>>>>>
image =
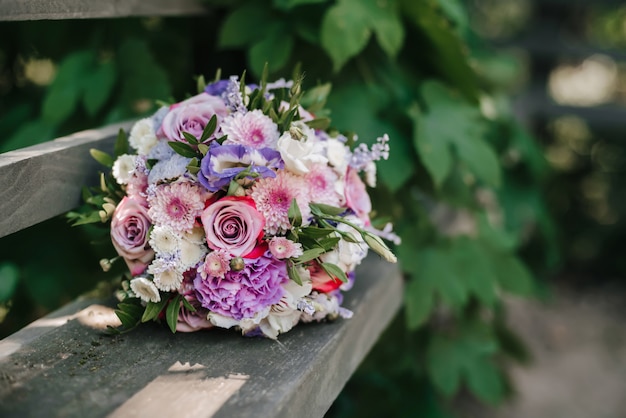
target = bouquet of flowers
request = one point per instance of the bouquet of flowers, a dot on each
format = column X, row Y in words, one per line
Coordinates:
column 237, row 208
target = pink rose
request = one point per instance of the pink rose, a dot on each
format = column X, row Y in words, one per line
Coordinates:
column 192, row 115
column 129, row 234
column 357, row 198
column 234, row 225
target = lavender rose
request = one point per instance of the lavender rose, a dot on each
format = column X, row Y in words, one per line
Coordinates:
column 129, row 234
column 234, row 225
column 243, row 294
column 192, row 116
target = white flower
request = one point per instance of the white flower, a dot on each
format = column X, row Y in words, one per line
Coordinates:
column 347, row 255
column 145, row 289
column 164, row 240
column 300, row 148
column 123, row 168
column 191, row 253
column 338, row 155
column 142, row 136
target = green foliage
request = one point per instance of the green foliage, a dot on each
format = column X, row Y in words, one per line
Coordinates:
column 400, row 67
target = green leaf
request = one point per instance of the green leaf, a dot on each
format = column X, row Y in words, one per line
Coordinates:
column 245, row 25
column 310, row 254
column 472, row 265
column 171, row 314
column 289, row 4
column 9, row 277
column 209, row 128
column 321, row 209
column 121, row 143
column 102, row 157
column 315, row 98
column 292, row 272
column 274, row 49
column 444, row 363
column 485, row 380
column 183, row 149
column 418, row 301
column 446, row 50
column 334, row 271
column 294, row 214
column 98, row 87
column 344, row 32
column 435, row 137
column 153, row 309
column 435, row 269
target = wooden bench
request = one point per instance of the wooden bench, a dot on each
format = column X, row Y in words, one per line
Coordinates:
column 64, row 365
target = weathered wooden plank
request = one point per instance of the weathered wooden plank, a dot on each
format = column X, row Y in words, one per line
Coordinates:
column 81, row 9
column 45, row 180
column 73, row 370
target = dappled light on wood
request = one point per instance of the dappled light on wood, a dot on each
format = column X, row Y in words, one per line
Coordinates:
column 184, row 391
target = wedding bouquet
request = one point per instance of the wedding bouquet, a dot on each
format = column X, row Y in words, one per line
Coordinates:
column 238, row 208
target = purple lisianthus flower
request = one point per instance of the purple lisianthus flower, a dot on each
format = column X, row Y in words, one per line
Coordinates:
column 223, row 162
column 244, row 293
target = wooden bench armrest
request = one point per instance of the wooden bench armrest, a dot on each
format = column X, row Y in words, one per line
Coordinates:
column 61, row 366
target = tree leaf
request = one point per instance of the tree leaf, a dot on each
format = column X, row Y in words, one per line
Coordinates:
column 153, row 310
column 102, row 157
column 334, row 271
column 183, row 149
column 98, row 87
column 344, row 33
column 274, row 49
column 9, row 277
column 245, row 25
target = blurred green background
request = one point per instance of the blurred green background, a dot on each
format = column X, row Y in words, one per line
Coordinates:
column 506, row 169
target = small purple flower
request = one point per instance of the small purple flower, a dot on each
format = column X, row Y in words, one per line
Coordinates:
column 224, row 162
column 242, row 294
column 218, row 88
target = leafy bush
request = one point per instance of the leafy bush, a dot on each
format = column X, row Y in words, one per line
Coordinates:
column 462, row 183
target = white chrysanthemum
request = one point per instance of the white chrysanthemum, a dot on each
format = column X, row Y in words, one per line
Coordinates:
column 167, row 274
column 191, row 253
column 195, row 235
column 123, row 168
column 164, row 240
column 300, row 149
column 170, row 169
column 142, row 136
column 145, row 289
column 338, row 155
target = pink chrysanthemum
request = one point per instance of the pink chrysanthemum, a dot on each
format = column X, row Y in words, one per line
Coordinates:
column 176, row 205
column 252, row 129
column 321, row 185
column 282, row 248
column 273, row 197
column 216, row 264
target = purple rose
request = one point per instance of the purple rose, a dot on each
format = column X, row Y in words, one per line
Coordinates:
column 224, row 162
column 233, row 224
column 242, row 294
column 129, row 234
column 192, row 116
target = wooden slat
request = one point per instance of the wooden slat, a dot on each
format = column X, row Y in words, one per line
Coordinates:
column 71, row 370
column 43, row 181
column 81, row 9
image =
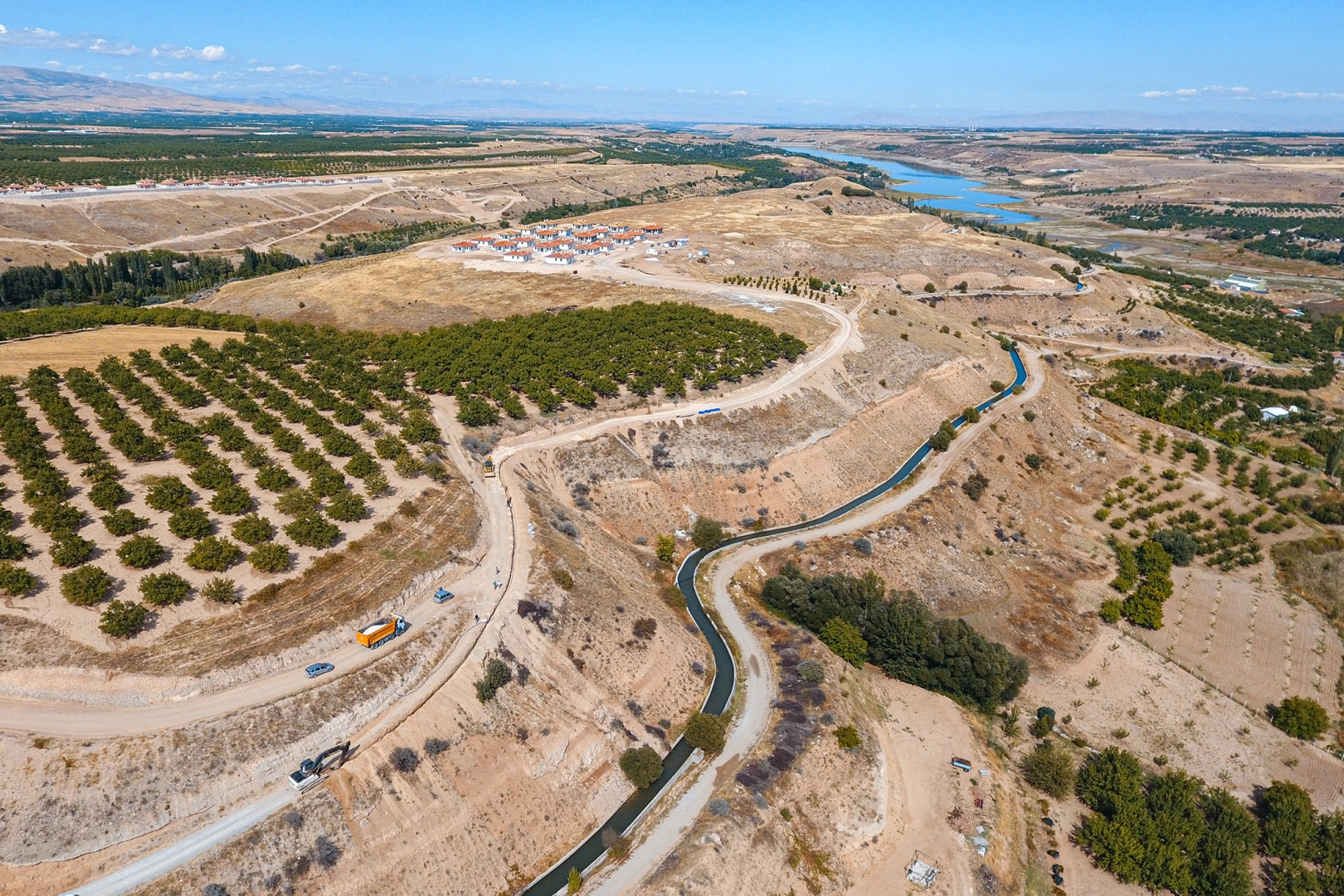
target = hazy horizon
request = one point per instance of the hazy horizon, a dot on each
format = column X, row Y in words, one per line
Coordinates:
column 1213, row 66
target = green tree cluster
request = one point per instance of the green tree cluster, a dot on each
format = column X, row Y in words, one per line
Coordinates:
column 902, row 635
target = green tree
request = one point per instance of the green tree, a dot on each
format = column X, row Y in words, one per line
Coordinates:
column 15, row 581
column 270, row 558
column 707, row 533
column 168, row 494
column 214, row 553
column 123, row 618
column 140, row 553
column 253, row 529
column 641, row 766
column 164, row 589
column 190, row 523
column 1301, row 718
column 706, row 731
column 847, row 738
column 86, row 586
column 1050, row 768
column 1289, row 821
column 312, row 533
column 845, row 641
column 221, row 590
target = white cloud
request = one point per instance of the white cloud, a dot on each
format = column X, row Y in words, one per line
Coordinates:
column 43, row 39
column 214, row 52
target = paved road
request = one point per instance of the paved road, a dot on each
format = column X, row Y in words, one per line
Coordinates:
column 511, row 555
column 757, row 674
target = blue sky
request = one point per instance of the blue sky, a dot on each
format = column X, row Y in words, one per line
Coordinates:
column 1172, row 63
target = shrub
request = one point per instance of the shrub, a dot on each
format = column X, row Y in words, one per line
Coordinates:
column 297, row 503
column 617, row 846
column 390, row 448
column 641, row 766
column 86, row 586
column 168, row 494
column 212, row 475
column 1300, row 718
column 812, row 670
column 71, row 551
column 403, row 759
column 253, row 529
column 1050, row 768
column 845, row 641
column 221, row 590
column 325, row 853
column 140, row 553
column 706, row 731
column 269, row 558
column 15, row 581
column 347, row 507
column 256, row 455
column 124, row 620
column 108, row 494
column 312, row 533
column 164, row 589
column 231, row 500
column 190, row 523
column 273, row 477
column 362, row 465
column 496, row 676
column 339, row 444
column 976, row 485
column 12, row 547
column 56, row 518
column 214, row 553
column 707, row 533
column 121, row 523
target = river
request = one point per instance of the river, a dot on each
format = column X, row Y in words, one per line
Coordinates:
column 947, row 191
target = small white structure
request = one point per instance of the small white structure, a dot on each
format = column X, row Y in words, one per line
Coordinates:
column 1276, row 412
column 921, row 871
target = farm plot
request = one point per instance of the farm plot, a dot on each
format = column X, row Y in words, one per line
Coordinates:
column 173, row 479
column 1205, row 596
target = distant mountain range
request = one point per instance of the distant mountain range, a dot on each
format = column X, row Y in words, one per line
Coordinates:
column 45, row 90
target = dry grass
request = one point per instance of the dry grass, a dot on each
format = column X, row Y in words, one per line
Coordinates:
column 89, row 347
column 335, row 590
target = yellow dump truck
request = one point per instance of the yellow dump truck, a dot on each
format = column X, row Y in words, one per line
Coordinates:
column 383, row 631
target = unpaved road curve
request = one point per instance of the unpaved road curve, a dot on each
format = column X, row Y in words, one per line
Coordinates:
column 757, row 677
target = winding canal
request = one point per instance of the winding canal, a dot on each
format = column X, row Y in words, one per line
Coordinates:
column 724, row 670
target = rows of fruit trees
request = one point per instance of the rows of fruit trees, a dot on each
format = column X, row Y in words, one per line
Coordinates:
column 262, row 453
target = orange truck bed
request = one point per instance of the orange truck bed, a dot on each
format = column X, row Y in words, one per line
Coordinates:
column 378, row 631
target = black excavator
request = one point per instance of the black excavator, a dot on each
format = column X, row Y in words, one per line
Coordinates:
column 311, row 770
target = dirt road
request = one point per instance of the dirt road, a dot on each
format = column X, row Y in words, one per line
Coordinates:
column 754, row 716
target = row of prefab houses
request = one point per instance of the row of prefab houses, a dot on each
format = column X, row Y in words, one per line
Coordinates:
column 563, row 243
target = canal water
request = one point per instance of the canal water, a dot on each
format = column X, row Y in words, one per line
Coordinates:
column 947, row 191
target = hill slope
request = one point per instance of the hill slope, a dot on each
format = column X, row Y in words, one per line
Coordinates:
column 43, row 90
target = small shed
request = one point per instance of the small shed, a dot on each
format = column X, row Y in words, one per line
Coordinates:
column 921, row 871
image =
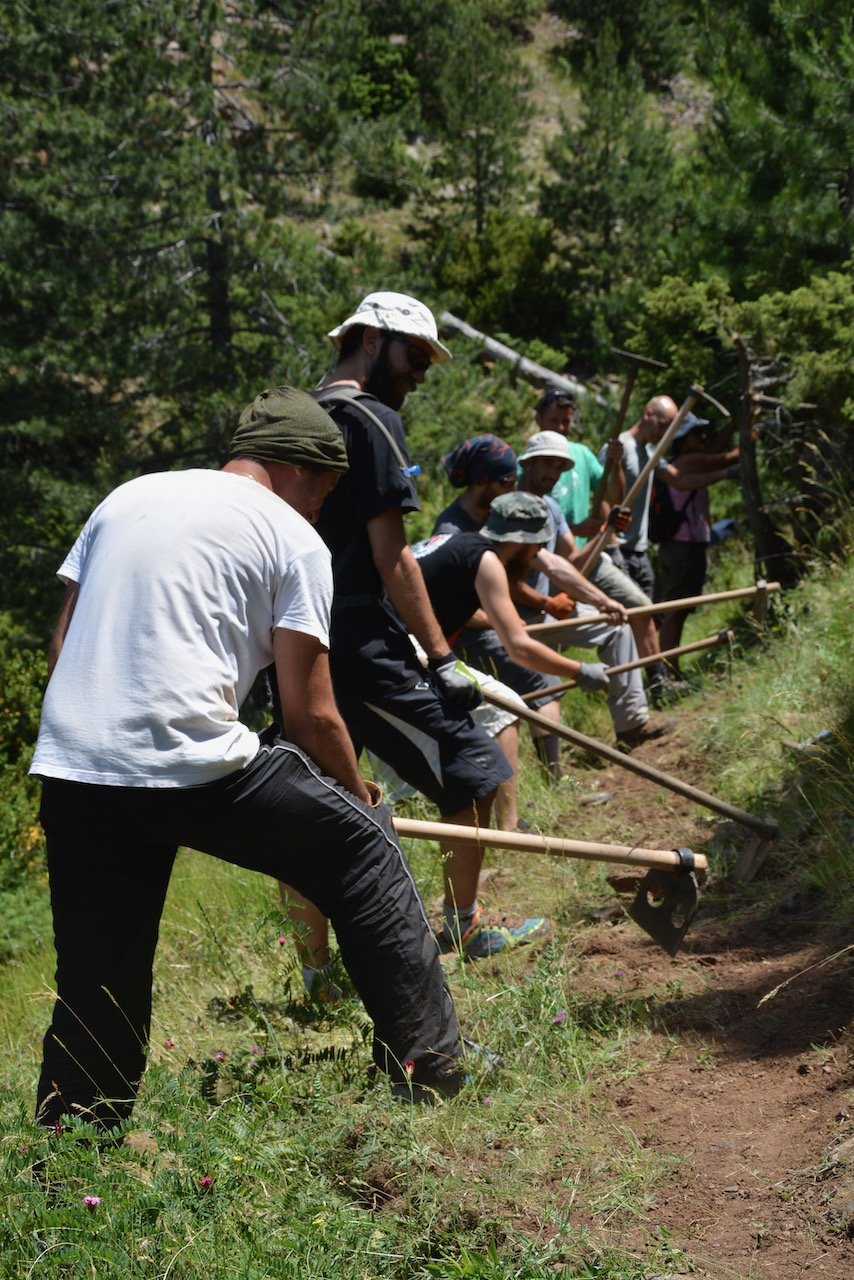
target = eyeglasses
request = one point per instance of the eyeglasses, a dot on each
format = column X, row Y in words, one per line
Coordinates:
column 418, row 357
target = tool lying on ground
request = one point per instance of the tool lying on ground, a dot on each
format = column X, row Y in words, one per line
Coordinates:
column 597, row 544
column 645, row 771
column 642, row 611
column 721, row 638
column 635, row 364
column 667, row 896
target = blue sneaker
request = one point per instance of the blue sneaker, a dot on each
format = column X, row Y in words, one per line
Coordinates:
column 492, row 932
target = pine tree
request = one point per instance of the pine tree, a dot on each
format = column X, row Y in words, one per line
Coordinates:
column 775, row 172
column 612, row 200
column 149, row 283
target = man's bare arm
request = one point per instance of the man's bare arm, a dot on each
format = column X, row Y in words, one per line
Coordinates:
column 563, row 575
column 63, row 622
column 311, row 720
column 493, row 594
column 403, row 581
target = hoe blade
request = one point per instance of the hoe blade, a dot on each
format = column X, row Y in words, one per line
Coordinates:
column 665, row 905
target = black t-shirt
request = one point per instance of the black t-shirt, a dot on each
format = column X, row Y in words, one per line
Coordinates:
column 450, row 565
column 374, row 484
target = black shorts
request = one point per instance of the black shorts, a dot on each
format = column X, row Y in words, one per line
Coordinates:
column 638, row 566
column 484, row 652
column 681, row 570
column 434, row 746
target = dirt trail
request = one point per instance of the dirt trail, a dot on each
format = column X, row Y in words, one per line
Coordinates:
column 754, row 1102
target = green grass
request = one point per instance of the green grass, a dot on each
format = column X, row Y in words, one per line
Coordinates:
column 314, row 1170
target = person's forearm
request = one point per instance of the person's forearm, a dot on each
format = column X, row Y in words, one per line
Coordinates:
column 538, row 657
column 324, row 737
column 566, row 577
column 407, row 593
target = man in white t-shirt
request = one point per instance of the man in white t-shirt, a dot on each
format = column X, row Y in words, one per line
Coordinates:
column 181, row 589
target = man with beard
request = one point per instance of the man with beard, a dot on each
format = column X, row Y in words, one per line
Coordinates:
column 414, row 717
column 465, row 572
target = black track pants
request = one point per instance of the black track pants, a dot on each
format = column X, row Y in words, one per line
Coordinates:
column 110, row 853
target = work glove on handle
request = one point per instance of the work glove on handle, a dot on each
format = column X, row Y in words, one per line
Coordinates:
column 560, row 606
column 456, row 686
column 620, row 519
column 592, row 677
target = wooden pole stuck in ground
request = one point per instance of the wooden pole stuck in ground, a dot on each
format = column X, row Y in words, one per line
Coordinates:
column 555, row 846
column 642, row 611
column 721, row 638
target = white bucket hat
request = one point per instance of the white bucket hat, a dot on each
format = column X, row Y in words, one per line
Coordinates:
column 548, row 444
column 398, row 314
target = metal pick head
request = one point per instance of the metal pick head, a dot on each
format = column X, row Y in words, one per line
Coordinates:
column 665, row 905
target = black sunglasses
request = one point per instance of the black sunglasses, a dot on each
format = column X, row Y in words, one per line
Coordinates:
column 418, row 357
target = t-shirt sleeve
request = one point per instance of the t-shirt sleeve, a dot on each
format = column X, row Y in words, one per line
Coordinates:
column 304, row 598
column 596, row 469
column 72, row 567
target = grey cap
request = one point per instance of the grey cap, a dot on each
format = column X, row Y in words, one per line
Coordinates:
column 517, row 517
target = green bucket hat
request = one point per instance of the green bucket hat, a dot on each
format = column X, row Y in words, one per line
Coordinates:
column 517, row 517
column 287, row 425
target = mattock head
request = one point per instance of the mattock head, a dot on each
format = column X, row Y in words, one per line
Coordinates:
column 666, row 903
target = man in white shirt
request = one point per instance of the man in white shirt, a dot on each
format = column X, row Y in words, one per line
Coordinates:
column 179, row 589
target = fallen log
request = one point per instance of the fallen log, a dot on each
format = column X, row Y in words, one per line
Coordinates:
column 538, row 375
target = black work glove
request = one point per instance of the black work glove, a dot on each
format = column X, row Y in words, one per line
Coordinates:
column 457, row 688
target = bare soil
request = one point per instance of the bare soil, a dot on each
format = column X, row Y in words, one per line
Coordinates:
column 754, row 1100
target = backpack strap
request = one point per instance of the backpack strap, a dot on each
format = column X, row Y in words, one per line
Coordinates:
column 350, row 396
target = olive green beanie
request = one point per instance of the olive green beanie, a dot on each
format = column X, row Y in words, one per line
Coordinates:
column 287, row 425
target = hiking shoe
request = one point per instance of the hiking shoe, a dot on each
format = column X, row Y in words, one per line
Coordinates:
column 475, row 1065
column 645, row 732
column 492, row 932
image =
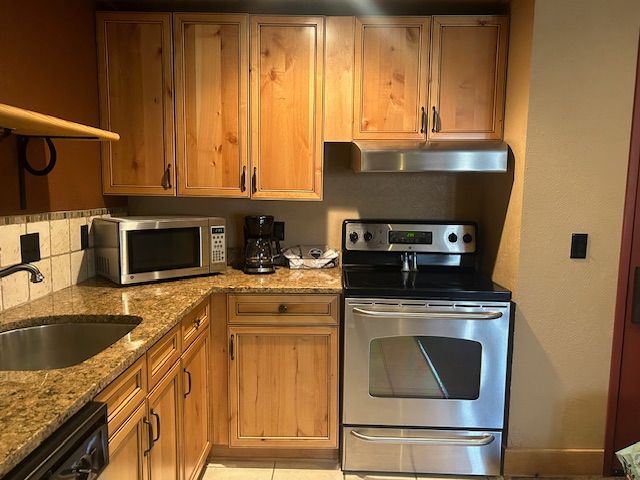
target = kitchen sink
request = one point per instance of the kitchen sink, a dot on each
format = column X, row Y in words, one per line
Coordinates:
column 60, row 341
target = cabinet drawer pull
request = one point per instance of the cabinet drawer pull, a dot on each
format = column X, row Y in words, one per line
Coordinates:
column 149, row 436
column 434, row 121
column 168, row 177
column 254, row 180
column 188, row 382
column 157, row 417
<<<<<
▶ **Problem details**: Reproduce word for word the lines starting at the one containing "target = hill slope" and ending at the one containing "column 667, row 896", both included. Leave any picture out of your copy.

▶ **Result below**:
target = hill slope
request = one point per instance of the hill slope, a dot on each
format = column X, row Y in words, one per line
Coordinates:
column 43, row 90
target = small shed
request = one point per instance of the small shed, a dot on each
format = column X, row Y in words, one per line
Coordinates:
column 921, row 871
image =
target = eyeglasses
request = one point per instance of the eyeglasses, a dot on each
format = column X, row Y in words, one per line
Coordinates:
column 418, row 357
target = tool lying on ground
request = one point per instance of the tool lying on ground, a dot on each
format = column X, row Y in words, one per line
Coordinates:
column 597, row 544
column 645, row 771
column 642, row 611
column 721, row 638
column 635, row 364
column 667, row 896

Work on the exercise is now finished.